▸ **EXTRACT TO READ**
*** Begin section ***

To prove his point, he uses the example of Jaurez Correa, a teacher in Mexico who became disillusioned with the educational opportunities his school was providing for students. Scouring the Internet, Correa stumbled upon the work of Sugata Mitra, an Indian scientist attempting to revolutionize education with a fresh new approach. It all began with a simple experiment: Mitra was curious to see how students from a nearby slum would react to a computer. He gave no instructions; he simply turned on the computer and stepped away. “To his surprise,” writes Davis, “the children quickly figured out how to use the machine.” A series of experiments would follow using the same pedagogical technique (though subsequently he’s provided more structure, such as a specific content area or question for students to explore). Now in the process of building seven schools with a grant from TED, Mitra’s designs feature glass walls, students free to pursue and research topics that interest them, and in a nod to science-fiction, two life size screens of teachers encouraging students in their investigations, only one click away from being turned off.
Correa would continue experimenting with Mitra’s ideas, posing compelling problems, and then stepping away. Not only did Correa’s standardized test scores dramatically improve, one of his students earned the highest score in all of Mexico. When asked why she hadn’t displayed the same amount of interest in school in the past, the student replied, “Because no one made it this interesting.”

*** End section ***

▸ **SUPPLIED MATERIAL**

*** Begin section ***

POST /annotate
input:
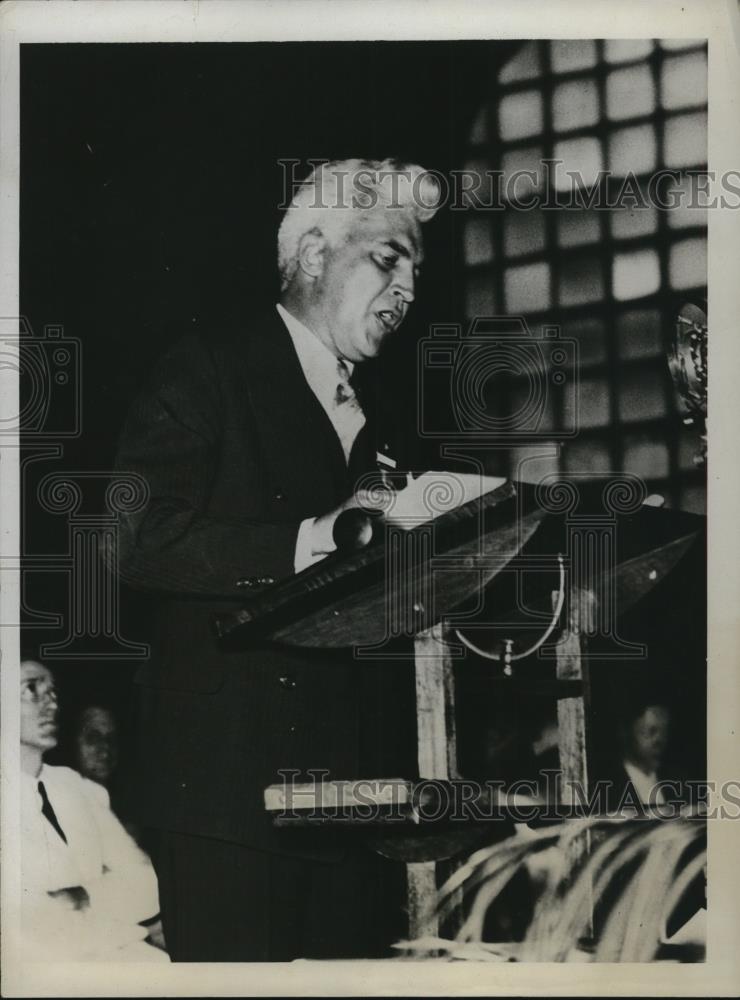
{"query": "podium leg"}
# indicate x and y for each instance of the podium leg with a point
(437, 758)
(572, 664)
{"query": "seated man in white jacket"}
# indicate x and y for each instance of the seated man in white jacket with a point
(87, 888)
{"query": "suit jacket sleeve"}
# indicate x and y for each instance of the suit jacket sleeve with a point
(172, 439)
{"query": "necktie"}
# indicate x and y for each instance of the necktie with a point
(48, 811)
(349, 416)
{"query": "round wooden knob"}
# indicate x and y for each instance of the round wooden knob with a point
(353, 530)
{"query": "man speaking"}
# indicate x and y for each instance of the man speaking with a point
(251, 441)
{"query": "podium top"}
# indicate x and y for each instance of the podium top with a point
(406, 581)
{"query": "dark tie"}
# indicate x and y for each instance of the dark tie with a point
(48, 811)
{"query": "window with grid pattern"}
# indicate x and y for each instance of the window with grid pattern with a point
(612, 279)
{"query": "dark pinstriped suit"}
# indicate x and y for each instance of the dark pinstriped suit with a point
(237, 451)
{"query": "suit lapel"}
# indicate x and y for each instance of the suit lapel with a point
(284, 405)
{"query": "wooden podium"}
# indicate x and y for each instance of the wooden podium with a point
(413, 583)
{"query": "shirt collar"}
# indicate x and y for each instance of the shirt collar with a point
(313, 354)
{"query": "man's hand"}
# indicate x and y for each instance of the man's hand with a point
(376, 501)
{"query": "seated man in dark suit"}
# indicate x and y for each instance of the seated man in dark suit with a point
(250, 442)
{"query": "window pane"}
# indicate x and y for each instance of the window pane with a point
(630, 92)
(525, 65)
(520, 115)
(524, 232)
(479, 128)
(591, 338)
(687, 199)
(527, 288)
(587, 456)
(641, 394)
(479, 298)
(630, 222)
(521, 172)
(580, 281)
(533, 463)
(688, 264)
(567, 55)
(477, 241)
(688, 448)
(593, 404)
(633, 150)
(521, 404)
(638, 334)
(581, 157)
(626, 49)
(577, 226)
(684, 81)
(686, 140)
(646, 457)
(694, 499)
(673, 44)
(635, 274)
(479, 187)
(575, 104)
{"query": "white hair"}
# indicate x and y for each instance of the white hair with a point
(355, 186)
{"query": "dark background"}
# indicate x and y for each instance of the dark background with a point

*** End section ***

▸ **EXERCISE INSTRUCTIONS**
(a) Recast the paragraph of the passage about Correa and Mitra that begins "Correa would continue experimenting" as a short bulleted list that keeps its main facts.
(b) Extend the passage about Correa and Mitra, picking up after its final sentence.
The rows play no part in this work.

▸ **RESULTS FOR THE EXERCISE**
(a)
- Correa kept applying Mitra's ideas: he posed compelling problems and then stepped away.
- His standardized test scores improved dramatically.
- One of his students earned the highest score in all of Mexico.
- Asked why she had not shown the same interest in school before, she replied, "Because no one made it this interesting."

(b)
Depending on what statistic you look at, our education system is either on the verge of collapse, falling apart at the seams, or doing the best a democracy as large as ours can be. The truth, however, might depend solely on the student you are talking to. The doomsayers seem to ignore that school works just fine for a lot of kids. The ones in between—the students blowing bubbles, drooling on their desks, or going home to work out complex math equations—will benefit from alternative models of learning based on self-discovery. Although my knowledge of Latin is non-existent, a simple search for the etymology of the word “educate” is telling:
Educate (v.) mid-15c.,”bring up (children), train,” from Latin educatus, past participle of educare “bring up, rear, educate,” which is related to educere “bring out, lead forth” (Online Etymology Dictionary)
As we seek to educate our students, we’re also helping them “bring forth” their own passions and interests—a goal all teachers can agree on, regardless of your beliefs about what exactly constitutes learning. While the different approaches to education seem unable to compromise, we luckily don’t have to pick one or other; teachers are already incorporating a PBL approach to learning in their classrooms, strengthening and refining their own strategies that have worked for years. Still, for some students, it may not be enough. By giving students a choice in a school already as rich as GHS we’ll be able to have the best of both worlds; a place where a variety of methods exist side-by-side, intermingling with one another, allowing students to engage in the process of discovery in whatever way works best for them.